# SUPPLIED MATERIAL
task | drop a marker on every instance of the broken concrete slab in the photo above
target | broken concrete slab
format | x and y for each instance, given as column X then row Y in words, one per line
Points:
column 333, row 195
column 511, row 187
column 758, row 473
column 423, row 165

# WHAT NEEDS TO BE DONE
Restate the listing above word for word.

# EXPECTED OUTPUT
task | drop a marker on every instance of the broken concrete slab in the photo above
target | broken concrete slab
format | x and y for each instance, given as column X then row Y in words, one per line
Points:
column 333, row 195
column 511, row 187
column 758, row 473
column 423, row 165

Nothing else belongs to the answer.